_Requirement_
Count the lines in the rows below that contain the word "white", and reply with only that number.

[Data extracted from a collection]
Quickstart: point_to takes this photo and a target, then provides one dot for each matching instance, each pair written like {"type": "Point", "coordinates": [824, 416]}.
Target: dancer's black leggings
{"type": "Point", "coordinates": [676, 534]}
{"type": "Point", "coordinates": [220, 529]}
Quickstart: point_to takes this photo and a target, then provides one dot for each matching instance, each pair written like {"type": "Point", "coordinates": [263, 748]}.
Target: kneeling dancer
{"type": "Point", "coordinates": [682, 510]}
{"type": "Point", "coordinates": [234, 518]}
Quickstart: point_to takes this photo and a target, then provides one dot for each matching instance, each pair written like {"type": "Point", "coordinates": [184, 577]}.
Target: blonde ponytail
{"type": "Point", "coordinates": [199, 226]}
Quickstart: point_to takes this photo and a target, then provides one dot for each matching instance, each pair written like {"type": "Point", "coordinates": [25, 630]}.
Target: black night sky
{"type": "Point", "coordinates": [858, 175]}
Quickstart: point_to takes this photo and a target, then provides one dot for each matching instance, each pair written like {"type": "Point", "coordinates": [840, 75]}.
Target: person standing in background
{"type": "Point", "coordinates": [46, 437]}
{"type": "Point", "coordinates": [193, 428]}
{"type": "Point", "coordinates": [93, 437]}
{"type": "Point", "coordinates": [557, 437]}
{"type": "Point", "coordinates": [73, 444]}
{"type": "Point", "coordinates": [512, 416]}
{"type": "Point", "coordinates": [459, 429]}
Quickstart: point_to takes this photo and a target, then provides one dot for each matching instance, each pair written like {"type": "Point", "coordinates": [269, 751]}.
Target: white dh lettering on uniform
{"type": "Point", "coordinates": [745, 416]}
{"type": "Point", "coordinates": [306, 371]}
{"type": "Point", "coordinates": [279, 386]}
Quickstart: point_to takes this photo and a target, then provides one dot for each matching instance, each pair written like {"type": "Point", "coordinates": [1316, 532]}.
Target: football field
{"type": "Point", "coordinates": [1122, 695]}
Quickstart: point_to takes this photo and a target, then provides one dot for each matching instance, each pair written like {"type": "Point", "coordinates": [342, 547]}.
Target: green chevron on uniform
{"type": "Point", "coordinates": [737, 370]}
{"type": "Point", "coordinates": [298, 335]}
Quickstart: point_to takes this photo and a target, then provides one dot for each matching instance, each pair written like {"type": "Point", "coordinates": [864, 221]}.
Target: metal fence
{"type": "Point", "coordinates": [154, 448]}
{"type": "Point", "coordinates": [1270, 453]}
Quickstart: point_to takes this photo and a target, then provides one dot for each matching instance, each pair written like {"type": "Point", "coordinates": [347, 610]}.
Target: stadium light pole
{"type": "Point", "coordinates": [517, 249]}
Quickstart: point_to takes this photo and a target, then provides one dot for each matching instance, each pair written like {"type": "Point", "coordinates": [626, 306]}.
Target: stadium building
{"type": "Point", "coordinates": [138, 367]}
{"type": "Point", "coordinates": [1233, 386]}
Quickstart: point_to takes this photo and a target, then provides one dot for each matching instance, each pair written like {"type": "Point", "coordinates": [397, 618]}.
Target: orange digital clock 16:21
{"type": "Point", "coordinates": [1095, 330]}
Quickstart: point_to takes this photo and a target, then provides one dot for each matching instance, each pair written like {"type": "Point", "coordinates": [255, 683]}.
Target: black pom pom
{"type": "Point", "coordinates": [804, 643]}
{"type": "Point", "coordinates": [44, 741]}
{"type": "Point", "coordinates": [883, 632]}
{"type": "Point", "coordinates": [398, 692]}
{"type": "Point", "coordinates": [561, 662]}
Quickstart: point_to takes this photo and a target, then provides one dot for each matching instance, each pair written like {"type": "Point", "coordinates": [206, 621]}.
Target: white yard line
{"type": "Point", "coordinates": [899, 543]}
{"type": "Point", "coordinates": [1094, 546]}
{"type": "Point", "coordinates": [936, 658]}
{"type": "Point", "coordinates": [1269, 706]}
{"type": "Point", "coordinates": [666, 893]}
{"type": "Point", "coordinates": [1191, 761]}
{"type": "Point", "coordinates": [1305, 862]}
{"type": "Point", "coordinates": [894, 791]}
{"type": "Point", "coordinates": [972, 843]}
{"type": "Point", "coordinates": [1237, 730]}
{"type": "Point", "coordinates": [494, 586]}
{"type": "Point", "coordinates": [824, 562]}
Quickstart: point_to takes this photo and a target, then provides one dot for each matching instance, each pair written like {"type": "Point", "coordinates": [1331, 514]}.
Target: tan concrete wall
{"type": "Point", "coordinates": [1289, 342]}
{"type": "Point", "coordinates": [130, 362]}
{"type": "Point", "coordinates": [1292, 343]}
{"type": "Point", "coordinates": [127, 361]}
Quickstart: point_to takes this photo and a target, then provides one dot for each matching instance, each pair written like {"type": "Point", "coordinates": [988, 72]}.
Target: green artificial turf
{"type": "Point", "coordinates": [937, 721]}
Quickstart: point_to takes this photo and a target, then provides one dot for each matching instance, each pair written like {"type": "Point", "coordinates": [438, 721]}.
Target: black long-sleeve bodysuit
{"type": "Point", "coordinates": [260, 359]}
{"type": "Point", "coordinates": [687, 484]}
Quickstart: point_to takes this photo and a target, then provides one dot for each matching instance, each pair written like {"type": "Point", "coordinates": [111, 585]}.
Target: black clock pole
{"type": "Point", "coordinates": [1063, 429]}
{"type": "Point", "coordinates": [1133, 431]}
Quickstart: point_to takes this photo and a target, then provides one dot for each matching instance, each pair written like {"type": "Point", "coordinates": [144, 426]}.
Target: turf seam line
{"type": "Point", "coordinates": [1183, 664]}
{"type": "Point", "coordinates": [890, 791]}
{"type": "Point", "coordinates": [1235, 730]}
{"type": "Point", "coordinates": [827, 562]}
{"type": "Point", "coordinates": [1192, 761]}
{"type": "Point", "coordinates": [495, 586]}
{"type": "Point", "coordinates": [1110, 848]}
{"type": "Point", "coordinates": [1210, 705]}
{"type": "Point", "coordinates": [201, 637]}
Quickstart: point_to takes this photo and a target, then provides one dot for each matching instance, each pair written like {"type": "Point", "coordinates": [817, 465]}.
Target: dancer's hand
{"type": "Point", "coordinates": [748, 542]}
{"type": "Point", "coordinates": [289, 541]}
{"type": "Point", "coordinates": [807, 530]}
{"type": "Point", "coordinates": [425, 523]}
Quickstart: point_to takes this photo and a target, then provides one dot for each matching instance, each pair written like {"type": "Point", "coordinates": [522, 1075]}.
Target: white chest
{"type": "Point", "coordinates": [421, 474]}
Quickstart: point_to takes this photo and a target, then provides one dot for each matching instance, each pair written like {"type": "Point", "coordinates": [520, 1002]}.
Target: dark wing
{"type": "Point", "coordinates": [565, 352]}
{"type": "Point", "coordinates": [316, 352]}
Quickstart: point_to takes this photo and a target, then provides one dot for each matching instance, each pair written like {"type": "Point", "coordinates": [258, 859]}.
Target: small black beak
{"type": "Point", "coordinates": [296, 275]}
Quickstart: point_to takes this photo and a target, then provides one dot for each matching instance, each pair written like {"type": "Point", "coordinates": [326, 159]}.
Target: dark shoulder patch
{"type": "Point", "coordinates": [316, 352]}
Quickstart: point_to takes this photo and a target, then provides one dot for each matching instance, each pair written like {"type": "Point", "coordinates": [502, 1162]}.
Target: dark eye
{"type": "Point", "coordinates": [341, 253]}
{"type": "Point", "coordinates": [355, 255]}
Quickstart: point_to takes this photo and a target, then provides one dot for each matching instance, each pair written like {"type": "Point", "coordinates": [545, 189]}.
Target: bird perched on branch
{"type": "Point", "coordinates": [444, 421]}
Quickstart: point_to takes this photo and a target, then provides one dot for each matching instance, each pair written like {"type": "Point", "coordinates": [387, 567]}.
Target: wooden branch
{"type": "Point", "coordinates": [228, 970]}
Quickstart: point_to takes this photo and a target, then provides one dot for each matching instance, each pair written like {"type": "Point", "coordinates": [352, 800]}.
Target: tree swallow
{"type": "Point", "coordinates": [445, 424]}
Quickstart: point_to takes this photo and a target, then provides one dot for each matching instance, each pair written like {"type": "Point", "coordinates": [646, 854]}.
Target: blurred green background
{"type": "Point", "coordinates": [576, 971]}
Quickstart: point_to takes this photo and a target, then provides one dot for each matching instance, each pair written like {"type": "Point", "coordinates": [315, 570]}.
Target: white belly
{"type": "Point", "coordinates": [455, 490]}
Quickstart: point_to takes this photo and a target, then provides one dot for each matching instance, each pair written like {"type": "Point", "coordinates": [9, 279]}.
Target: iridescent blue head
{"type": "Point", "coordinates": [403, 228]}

_Response for this exercise_
4